- What you are asked to do -
Track down every line in the data below that contains the word "hoverfly" and copy each of those lines out. Case counts.

- Input data -

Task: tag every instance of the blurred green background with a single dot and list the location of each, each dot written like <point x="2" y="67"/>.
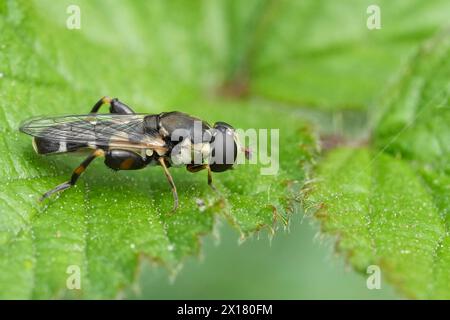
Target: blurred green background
<point x="296" y="264"/>
<point x="312" y="58"/>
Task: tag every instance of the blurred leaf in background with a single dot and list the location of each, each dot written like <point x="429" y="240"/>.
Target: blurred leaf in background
<point x="161" y="58"/>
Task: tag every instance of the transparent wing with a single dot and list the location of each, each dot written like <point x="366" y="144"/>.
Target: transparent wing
<point x="112" y="130"/>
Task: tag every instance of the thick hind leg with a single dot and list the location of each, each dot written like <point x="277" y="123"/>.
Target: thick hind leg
<point x="75" y="175"/>
<point x="115" y="106"/>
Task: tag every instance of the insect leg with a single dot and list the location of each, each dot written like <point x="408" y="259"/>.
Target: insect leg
<point x="172" y="184"/>
<point x="197" y="168"/>
<point x="115" y="106"/>
<point x="75" y="175"/>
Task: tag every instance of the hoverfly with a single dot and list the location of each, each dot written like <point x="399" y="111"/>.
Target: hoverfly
<point x="131" y="141"/>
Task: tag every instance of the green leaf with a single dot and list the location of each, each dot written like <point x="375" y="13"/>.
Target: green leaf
<point x="155" y="56"/>
<point x="389" y="205"/>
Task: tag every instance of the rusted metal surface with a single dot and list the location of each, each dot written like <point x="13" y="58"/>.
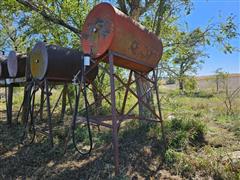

- Output for this exercise -
Task: tag every instance of the hoverfly with a single dot and list the location of each, each dot written like <point x="399" y="111"/>.
Target: hoverfly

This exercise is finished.